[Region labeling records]
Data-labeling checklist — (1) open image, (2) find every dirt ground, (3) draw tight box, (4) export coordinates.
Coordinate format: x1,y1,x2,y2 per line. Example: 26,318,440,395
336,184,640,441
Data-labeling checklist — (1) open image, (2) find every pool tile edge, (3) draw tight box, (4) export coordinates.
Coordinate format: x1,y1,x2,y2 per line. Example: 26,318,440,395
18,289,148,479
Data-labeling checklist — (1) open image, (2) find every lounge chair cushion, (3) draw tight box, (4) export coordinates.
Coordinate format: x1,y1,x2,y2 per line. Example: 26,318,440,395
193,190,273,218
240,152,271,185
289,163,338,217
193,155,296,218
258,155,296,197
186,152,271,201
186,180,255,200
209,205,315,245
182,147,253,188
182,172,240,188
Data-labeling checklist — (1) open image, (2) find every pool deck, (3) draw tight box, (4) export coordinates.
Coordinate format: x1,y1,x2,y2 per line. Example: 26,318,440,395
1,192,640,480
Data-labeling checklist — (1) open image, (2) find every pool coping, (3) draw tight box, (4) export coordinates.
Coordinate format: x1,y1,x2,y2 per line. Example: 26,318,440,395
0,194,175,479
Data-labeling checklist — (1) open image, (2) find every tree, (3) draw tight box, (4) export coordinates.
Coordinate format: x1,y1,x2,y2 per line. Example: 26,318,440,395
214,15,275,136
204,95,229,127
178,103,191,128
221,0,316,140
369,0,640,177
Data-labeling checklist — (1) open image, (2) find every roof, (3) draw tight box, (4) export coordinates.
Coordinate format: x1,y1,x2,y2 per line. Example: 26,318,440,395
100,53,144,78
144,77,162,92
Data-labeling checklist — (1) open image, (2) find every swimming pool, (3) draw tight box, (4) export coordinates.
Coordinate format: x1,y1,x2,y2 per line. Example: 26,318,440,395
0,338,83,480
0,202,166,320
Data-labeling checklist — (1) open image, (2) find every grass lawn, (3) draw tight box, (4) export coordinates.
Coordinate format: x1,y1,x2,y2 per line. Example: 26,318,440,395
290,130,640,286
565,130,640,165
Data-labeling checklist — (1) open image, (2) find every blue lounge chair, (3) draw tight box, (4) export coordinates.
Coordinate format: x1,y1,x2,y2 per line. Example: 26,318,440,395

[THE REQUEST] Can you copy every line of the listing above word for word, without changing anything?

[THE REPLY]
Data-labeling checklist — (1) open image, (2) find every dirt ground, (3) draw tight box, (4) export coordinates.
Coordinate format: x1,y1,x2,y2 per line. Example: 26,318,440,395
336,184,640,441
Data-labeling checklist — (1) open image, (2) find every pool tile edge, (3) draw tight box, (4) export coordinates.
Coordinate format: x1,y1,x2,y2 per line. Example: 26,318,440,395
18,289,148,479
Data-labeling checklist — (1) open image, (2) find every lounge chair cushion, (3) draw tight box, (4) export coordinates.
Coordinate format: x1,y1,x2,y2 per line. Example: 26,318,440,395
193,190,273,218
240,152,271,185
289,163,338,217
193,155,296,218
258,155,296,197
186,152,271,201
186,180,255,200
209,205,315,245
182,147,253,188
182,172,240,188
Data-labeling checklist — (1) open image, (2) find every pool deck, (3) draw tight box, (4) export coordinates.
Coordinate format: x1,y1,x2,y2 per line. Example: 26,318,440,395
1,192,640,480
Data-labeling checklist — (1) open image, (2) find every pool coping, (3) draw tight box, (4) export coordinates.
Coordinate format: x1,y1,x2,y2 per line. Example: 26,318,440,395
0,194,175,479
Data-labeling checklist — (1) open image, (2) find every tree, (3) draw tight box, (4) export coordinates.
Coordinate format: x1,y1,x2,y2 per line. Example: 26,318,440,395
214,15,275,136
204,95,229,127
178,103,191,128
221,0,316,140
369,0,640,177
Data-labeling checklist — (1) open image, (2) find every roof, (3) draw tight box, (4) export coordinates.
Coordinate format: x1,y1,x2,y2 per line. Example: 26,318,440,395
100,53,144,78
144,77,162,92
Data-labeling checklist — (1) open image, (2) find every swimming pool, (3) draw tight box, (4) export coordinates.
Coordinate format: x1,y1,x2,y2 per line. Example: 26,318,440,395
0,338,83,480
0,202,166,320
Data-labeling checklist — (1) open image, (2) find every grass lawn, (3) draw tight box, (4) export coordinates.
Coordinate format: x1,y1,x2,y2 per line. Example: 26,318,440,395
290,130,640,286
565,130,640,165
Data-labeling checklist — (1) open image, (2) find every blue lounge chair, (3) draw tight box, (4) export coordinates.
Coordinate format: x1,y1,x2,y2 per line. Example: 26,318,440,395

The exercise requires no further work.